Re: [DISCUSS] KIP-864: Add End-To-End Latency Metrics to Connectors

Jorge Esteban Quilcate Otoya Tue, 06 Sep 2022 04:12:03 -0700

Hi Sagar and Yash,

> the way it's defined in
https://kafka.apache.org/documentation/#connect_monitoring for the metrics


4.1. Got it. Add it to the KIP.

> The only thing I would argue is do we need sink-record-latency-min? Maybe
we
> could remove this min metric as well and make all of the 3 e2e metrics
> consistent

4.2 I see. Will remove it from the KIP.

> Probably users can track the metrics at their end to
> figure that out. Do you think that makes sense?

4.3. Yes, agree. With these new metrics it should be easier for users to
track this.

> I think it makes sense to not have a min metric for either to remain
> consistent with the existing put-batch and poll-batch metrics

5.1. Got it. Same as 4.2

> Another naming related suggestion I had was with the
> "convert-time" metrics - we should probably include transformations in the
> name since SMTs could definitely be attributable to a sizable chunk of the
> latency depending on the specific transformation chain.

5.2. Make sense. I'm proposing to add `sink-record-convert-transform...`
and `source-record-transform-convert...` to represent correctly the order
of operations.

> it seems like both source and sink tasks only record metrics at a "batch"
> level, not on an individual record level. I think it might be additional
> overhead if we want to record these new metrics all at the record level?

5.3. I considered at the beginning to implement all metrics at the batch
level, but given how the framework process records, I fallback to the
proposed approach:
- Sink Task:
  - `WorkerSinkTask#convertMessages(msgs)` already iterates over records,
so there is no additional overhead to capture record latency per record.
    -
https://github.com/apache/kafka/blob/9841647c4fe422532f448423c92d26e4fdcb8932/connect/runtime/src/main/java/org/apache/kafka/connect/runtime/WorkerSinkTask.java#L490-L514
  - `WorkerSinkTask#convertAndTransformRecord(record)` actually happens
individually. Measuring this operation per batch would include processing
that is not strictly part of "convert and transform"

▶ EXTRACTED MATERIAL:
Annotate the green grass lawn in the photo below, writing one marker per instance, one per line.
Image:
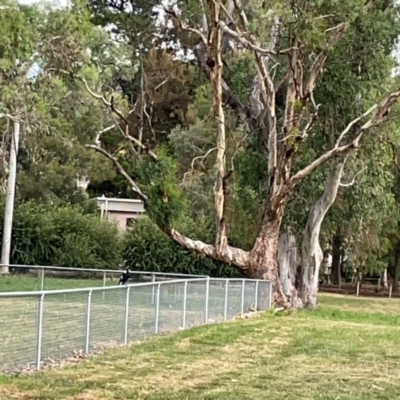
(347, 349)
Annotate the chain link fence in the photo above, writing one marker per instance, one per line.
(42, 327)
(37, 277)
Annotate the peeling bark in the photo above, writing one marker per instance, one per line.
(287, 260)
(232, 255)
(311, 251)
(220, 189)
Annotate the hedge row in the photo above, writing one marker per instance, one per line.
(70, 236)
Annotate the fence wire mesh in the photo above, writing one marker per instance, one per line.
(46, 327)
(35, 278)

---

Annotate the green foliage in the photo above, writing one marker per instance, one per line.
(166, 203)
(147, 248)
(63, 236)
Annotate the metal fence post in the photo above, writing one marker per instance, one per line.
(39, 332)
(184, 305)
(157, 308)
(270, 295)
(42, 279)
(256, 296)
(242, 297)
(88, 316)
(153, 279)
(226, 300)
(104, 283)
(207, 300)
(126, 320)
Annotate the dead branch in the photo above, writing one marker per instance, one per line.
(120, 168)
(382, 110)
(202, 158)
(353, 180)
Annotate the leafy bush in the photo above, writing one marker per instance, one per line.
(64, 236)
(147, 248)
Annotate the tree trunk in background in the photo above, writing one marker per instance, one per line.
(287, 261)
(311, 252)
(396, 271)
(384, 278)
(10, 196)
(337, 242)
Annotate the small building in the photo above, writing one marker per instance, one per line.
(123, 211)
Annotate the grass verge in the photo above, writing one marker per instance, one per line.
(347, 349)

* * *

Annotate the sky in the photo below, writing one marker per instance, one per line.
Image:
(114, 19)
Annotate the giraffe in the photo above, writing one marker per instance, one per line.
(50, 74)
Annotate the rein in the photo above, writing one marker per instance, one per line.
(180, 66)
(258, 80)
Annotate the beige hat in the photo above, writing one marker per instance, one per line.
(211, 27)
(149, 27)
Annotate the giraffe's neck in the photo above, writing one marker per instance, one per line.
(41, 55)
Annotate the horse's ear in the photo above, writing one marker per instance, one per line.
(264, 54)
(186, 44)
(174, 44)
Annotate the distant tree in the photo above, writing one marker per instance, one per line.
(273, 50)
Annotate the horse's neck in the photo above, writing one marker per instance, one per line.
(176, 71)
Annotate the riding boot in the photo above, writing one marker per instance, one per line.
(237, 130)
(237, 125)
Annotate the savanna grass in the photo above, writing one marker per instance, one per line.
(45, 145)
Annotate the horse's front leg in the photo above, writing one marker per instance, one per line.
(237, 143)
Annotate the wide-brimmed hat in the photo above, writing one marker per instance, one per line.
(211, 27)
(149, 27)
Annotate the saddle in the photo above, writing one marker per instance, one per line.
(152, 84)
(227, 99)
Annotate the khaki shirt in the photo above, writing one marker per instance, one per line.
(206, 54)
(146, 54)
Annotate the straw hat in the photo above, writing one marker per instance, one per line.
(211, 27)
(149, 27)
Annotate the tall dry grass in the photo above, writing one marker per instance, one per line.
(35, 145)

▶ INSTRUCTION:
Retype the part of the KIP-864 discussion that begins at the words "5.1. Got it." and stops after "of operations.".

▶ THE REPLY:
5.1. Got it. Same as 4.2

> Another naming related suggestion I had was with the
> "convert-time" metrics - we should probably include transformations in the
> name since SMTs could definitely be attributable to a sizable chunk of the
> latency depending on the specific transformation chain.

5.2. Make sense. I'm proposing to add `sink-record-convert-transform...`
and `source-record-transform-convert...` to represent correctly the order
of operations.